[Stored entries]
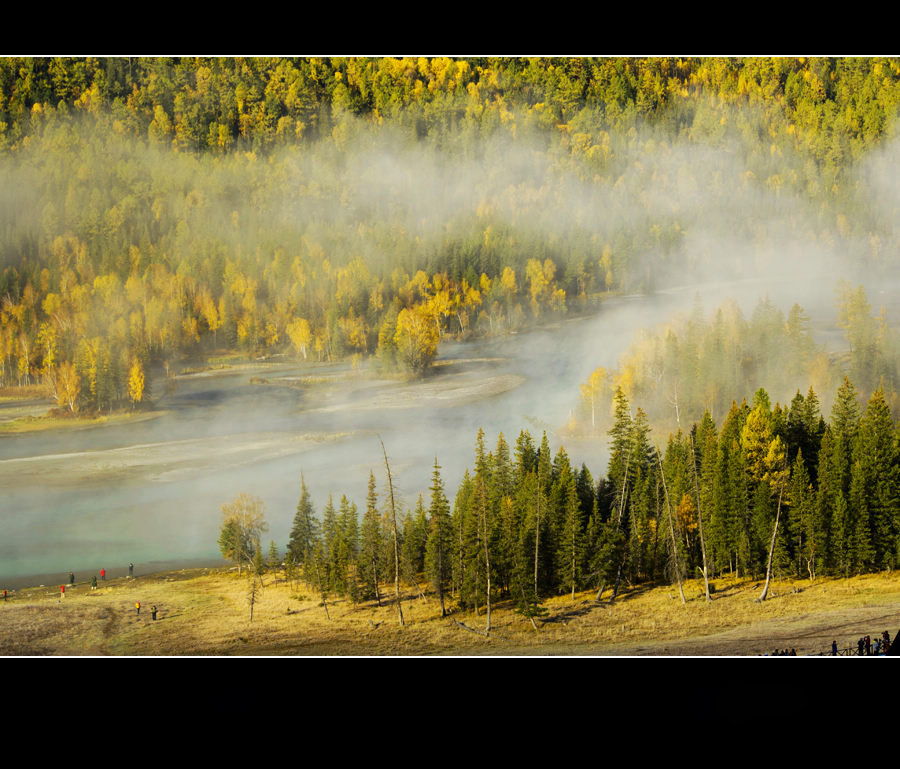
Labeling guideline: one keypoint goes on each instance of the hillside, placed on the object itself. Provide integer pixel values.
(204, 612)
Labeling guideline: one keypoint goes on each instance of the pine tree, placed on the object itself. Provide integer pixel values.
(370, 559)
(438, 566)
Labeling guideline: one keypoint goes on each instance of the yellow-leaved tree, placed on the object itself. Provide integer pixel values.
(416, 338)
(136, 382)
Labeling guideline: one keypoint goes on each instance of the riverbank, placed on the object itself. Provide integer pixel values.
(206, 612)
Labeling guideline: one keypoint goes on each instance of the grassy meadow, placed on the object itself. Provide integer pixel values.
(206, 612)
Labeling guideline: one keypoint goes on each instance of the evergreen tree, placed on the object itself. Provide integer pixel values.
(370, 546)
(438, 549)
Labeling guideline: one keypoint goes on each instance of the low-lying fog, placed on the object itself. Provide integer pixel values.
(151, 492)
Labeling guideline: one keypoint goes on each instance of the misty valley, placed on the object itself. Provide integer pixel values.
(604, 321)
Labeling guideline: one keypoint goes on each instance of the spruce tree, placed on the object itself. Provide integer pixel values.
(370, 546)
(438, 549)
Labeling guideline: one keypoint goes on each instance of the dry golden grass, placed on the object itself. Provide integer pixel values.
(206, 612)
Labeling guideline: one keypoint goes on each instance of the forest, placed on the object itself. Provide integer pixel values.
(158, 210)
(163, 211)
(768, 492)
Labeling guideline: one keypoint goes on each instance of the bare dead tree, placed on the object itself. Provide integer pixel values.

Exercise instructions
Copy, without any change, the lines from the one that contains "of the low-lying" to the final line of the entries above.

Exercise output
Labeling guideline: one keypoint goes on each instance of the low-lying fog, placed on the object itself. Provide integer pixel values.
(151, 492)
Labeling guideline: one keypoint goes on each instance of the misty valley, placed on the object itself. Provide integer pixel values.
(604, 321)
Labeling guideline: one keypoint goes on each instance of the spruce tree, placed on the object itself. Provide integer pixel values.
(370, 546)
(438, 549)
Labeling guideline: one keypoint goes on each instance of the dry golden grass, placed on the object itself. Provide integer pixel values.
(206, 612)
Labeling guideline: one keypoint goes on each instance of the forest, placed on the object itself. Provide integer pixel values.
(158, 210)
(163, 211)
(768, 492)
Labeling guideline: one keypoint goes on each instance of the bare dead tree, placed on the object itself. Provide integer pixel values.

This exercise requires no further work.